Work instructions:
1. From the radio post below, list every phrase the writer says it would be good, or at least bring some peace of mind, to hear from Brittini.
2. Answer these questions from the radio post below, one line each:
(a) How long has it been since Brittini last contacted the writer?
(b) How often does the writer still write to her?
(c) Which band's song played on the radio?

Text extract:
# # # # # # #

I was on my way to work and listening to the radio (something I NEVER do).  I absolutely despite the radio.  Same old washed out songs being passed off as rock.  I can't stand it.  I get a small surge of joy when they announce Metallica coming on, and then come back down to depression because it's either "Enter Sandman" or "Fuel" or something like that. 

 Back to the subject at hand.  My heart is absolutely crushed.  When you tell someone you're in love with them, that typically means that you always love being around them and miss them when they're gone, right?  Yeah… I thought so, too.  Brittini hasn't contacted me in a week.  I still write to her every single day, just like I promised I would.  I can't help but think that she has found someone else.  First, she wanted to slow things down.  Then, she started going out a lot more.  Now, we're not even talking.  Did she break up with me and forget to tell me?  Is there a reason she doesn't tell me she loves me anymore? 

Then, I turned on the radio.  It was as if I had gotten a message from her.  Ironically, my favorite 3 Doors Down song.  I was sitting there, asking myself "What the hell is going on?  What am I not getting?" 

Then the song played.. "You love me but you don't know who I am…. just let me go"

"I miss you", "I love you".. that would be nice to hear right now.  Hell… even "I'm leaving you" would bring some kind of peace of mind.  At least I wouldn't be wondering anymore…

It's truly amazing.  Girls always complain about guys not appreciating them.  Then, when a guy who treats her like a queen comes along, they just call him weird and, in all probability, cheat on him and dump him.

# # # # # # #

Stored data:
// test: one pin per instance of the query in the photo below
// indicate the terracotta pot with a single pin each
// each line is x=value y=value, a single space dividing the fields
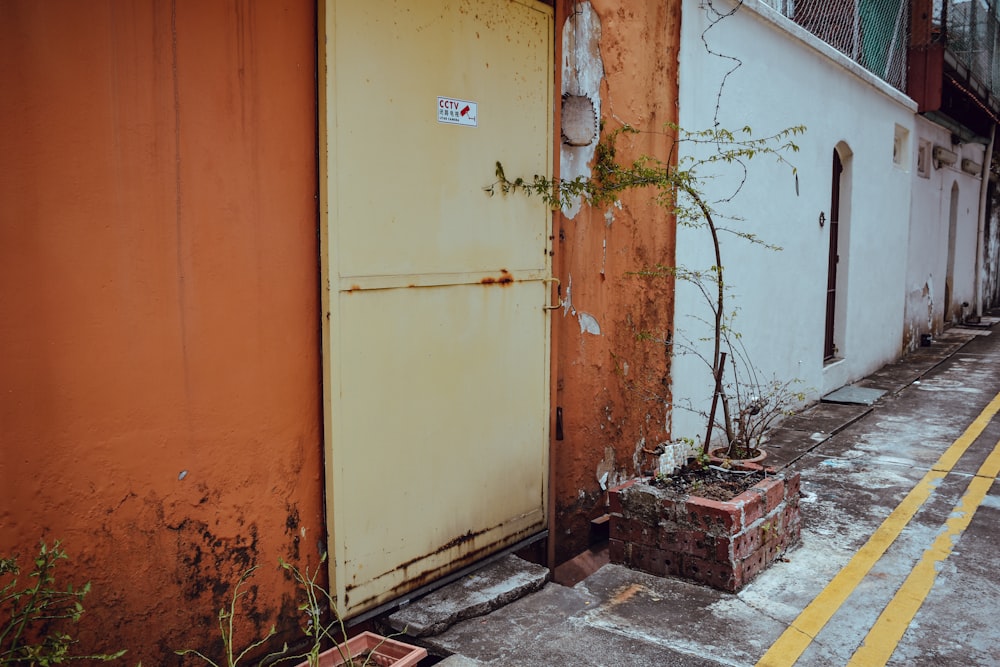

# # # # # # #

Answer list:
1.
- "I miss you"
- "I love you"
- "I'm leaving you"

2.
(a) A week.
(b) Every single day.
(c) 3 Doors Down.